● **EXERCISE BRIEF**
Every line below should be duplicated exactly.

(Items from a data source)
◇ ◇ ◇ ◇

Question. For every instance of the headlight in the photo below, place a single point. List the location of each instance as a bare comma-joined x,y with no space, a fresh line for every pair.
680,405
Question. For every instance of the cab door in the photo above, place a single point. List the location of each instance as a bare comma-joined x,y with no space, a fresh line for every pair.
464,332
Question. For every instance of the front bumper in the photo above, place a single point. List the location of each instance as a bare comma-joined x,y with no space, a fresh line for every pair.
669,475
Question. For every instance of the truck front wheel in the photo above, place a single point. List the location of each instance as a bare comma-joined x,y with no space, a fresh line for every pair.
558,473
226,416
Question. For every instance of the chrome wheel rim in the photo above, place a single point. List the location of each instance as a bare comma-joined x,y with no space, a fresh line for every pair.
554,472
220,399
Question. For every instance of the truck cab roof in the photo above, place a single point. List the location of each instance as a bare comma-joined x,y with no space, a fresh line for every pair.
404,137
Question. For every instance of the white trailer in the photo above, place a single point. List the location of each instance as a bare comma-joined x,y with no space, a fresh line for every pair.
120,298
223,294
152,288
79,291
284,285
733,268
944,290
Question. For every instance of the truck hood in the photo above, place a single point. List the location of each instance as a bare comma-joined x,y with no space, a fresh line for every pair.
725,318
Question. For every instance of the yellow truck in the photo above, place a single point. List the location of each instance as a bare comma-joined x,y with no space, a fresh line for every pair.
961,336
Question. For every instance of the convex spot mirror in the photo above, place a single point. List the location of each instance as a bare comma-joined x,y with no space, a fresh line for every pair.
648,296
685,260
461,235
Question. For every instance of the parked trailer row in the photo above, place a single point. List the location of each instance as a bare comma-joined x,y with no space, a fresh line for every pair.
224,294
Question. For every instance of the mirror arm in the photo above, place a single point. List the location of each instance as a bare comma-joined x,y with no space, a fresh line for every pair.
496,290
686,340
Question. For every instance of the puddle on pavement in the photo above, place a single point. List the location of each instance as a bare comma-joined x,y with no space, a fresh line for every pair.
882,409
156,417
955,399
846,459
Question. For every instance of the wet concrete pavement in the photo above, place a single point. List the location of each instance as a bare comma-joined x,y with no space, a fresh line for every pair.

◇ ◇ ◇ ◇

● **OUTPUT FOR THIS EXERCISE**
Question. For every instance of the headlight in the photo below, place a single point. List the location of each instance as a bare comma-joined x,y with no space, a fresh line for every pair.
680,405
Question. For every instance of the cab door in the photo above, place a single point. List the location of each instance as a bare comma-joined x,y with no space, a fresh line for every pair.
464,332
Question. For every instance of the front bumper in the photo above, place a single point. List the location of each instance as a bare comma-joined x,y with no space, a fresh line for every pair.
669,475
Question. For every instance of the truck front wheel in the photo above, place a single point. List the location of each instance as a bare comma-joined x,y with no space, a fresh line for every pair.
558,473
226,416
Question. For every instance of the chrome wheel rim in the photo above, place a single point. List the location of each instance as a bare comma-joined x,y with no space, a fresh line for every pair.
554,472
220,399
Question. For every instance of the truck cab roof in the photo above, place a single point. List the location of each instance as a bare comma-joined x,y with no space, a fresh line for every pair.
404,137
Question. For every instance of the white trailer in the photo above, place a single point. List the location of each instance as a bare comma-joined x,y with no space, a fresh line for every pair.
120,298
223,294
152,288
79,291
284,285
733,268
944,290
Question. For every instance of the truck hood in the photo above, place a single point. List the location of each instance as a bare comma-joined x,y with no space, a fresh line for every pair.
725,318
Question. For every instance of the yellow truck in the photo above, place a single point. List the location of each instance as a bare comma-joined x,y with no space, a fresh line for every pair.
961,336
Question. For every instance of the convex spot mirror in the photo above, place a single point. List the location of each instance as a bare comma-joined x,y with no space, a fresh line for every pair.
648,296
685,260
461,235
Question. For every instance of the parked trailer row in the photo above, place a single point. List the location of each instance as a bare comma-joined x,y with no space, a fresh line for every pair.
224,294
Question. For every instance of the mirror arm in the photo above, place a single point. List the location of each instance as a bare comma-joined x,y with no space, a fresh line for every pair.
496,290
686,340
Question. For every instance of the puddle on pavement in the photo above, place a single point. List the location of each instance as a bare comma-joined x,y with no space, a fresh line for every pair.
882,409
156,417
955,399
846,459
Question. For every instance of the wet concrete pavement in the photo above, place a single point. List the location of each instance as a bare comma-joined x,y with no space, a fresh line for every pair.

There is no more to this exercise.